START Selected text

New York Times Gets It Wrong: Teaching Strengths and Weaknesses Is Nothing New
The New York Times is reporting on the scheduled review of Texas' science standards later this year by the state school board. Seems like this must be reporter Laura Beil's first rodeo because she gets all excited (mistakenly) about something that is old hat in Texas: textbook wrangling.
Now a battle looms in Texas over science textbooks that teach evolution, and the wrestle for control seizes on three words. None of them are "creationism" or "intelligent design" or even "creator."Surely Beil did some research and found out that this battle last played out five years ago, so it's hardly new. Back then the issue really was textbooks. This time it's the language of the science standards themselves.
The words are "strengths and weaknesses."
According to the critics, (of which Beil interviewed quite a few, as opposed to the one single person she spoke to that favors the current science standards, but balance and accuracy aren't exactly currency of the realm in the Times' news rooms, either Dallas or New York) the Texas science standards need to be revised to remove the phrase "strengths and weaknesses." They make the claim, and Beil runs with it, that this is a brand new idea cooked up by Discovery Institute.

END Selected text
START Material supplied

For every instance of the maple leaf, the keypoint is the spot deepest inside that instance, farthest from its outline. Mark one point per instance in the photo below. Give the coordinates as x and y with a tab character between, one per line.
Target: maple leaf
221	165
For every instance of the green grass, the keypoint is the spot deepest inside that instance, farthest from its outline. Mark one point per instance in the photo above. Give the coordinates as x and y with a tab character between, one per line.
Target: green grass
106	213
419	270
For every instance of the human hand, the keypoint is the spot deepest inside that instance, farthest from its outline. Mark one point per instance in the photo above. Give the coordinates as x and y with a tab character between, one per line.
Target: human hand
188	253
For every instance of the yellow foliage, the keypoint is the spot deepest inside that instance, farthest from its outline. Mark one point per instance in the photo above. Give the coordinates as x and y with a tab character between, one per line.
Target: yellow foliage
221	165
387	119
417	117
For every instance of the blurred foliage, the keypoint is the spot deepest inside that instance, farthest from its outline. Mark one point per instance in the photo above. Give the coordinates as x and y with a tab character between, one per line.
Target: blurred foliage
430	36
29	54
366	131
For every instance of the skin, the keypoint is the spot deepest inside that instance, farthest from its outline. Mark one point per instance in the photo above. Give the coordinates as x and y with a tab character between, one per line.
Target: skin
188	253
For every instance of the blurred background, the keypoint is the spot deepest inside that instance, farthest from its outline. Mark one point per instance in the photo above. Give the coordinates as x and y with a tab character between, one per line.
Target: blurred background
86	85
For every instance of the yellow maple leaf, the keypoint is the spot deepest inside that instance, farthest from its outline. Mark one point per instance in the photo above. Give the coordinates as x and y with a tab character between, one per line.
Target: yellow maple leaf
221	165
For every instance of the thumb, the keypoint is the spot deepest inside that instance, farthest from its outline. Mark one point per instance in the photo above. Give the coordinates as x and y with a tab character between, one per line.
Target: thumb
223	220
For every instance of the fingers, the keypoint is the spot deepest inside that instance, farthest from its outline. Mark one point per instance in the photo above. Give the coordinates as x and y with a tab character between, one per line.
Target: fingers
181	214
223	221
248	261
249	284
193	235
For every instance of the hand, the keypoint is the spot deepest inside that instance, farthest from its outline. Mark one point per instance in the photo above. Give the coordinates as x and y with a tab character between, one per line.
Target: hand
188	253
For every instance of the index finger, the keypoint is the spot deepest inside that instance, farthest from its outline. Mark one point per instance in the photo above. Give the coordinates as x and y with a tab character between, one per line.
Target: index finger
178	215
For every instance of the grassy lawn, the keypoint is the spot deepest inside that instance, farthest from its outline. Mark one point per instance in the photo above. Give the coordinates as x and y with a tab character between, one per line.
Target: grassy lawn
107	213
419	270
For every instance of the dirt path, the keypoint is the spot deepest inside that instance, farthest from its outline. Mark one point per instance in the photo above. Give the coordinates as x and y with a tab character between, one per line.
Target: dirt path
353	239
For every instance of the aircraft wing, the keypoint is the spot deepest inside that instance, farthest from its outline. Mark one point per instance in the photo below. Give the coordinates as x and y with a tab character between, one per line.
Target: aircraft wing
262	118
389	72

END Material supplied

→ Requirement 1
Answer from the post on Texas science standards.
(a) Which reporter wrote the New York Times story?
(b) According to the post, how long ago did this battle last play out?
(c) Which phrase do the critics want removed from the Texas science standards?
→ Requirement 2
Write the next part of the post on Texas science standards, picking up after its final sentence.
The records come from a different source than the text.

→ Task response 1
(a) Laura Beil
(b) Five years ago
(c) "strengths and weaknesses"

→ Task response 2
As they say in Texas, "you can put your boots in the oven but that doesn't make 'em biscuits."
The central premise that teaching "strengths and weaknesses" of Darwin's theory (and chemical origin of life theories) is a new, post-Dover innovation is flagrantly false.
That this is false can be proven with only a minimal amount of research, which makes it so much more surprising that Beil would blindly follow the assertions of the NCSE and others without bothering to call the people they're attacking -- Discovery Institute and Texans for Better Science Education.
Let's review. In 1998, the Texas Board of Education adopted the current set of science standards calling on students "to analyze, review, and critique scientific explanations, including hypotheses and theories, as to their strengths and weaknesses using scientific evidence and information." You can read the standards for yourself here. This is the language that the New York Times now insists is a new development!
But there's more. The year 1998 was also when Discovery Institute began defending the academic freedom of high school teacher Roger DeHart to teach the evidence for and against Darwin's theory. (You can see his story told in the DVD "Icons of Evolution.")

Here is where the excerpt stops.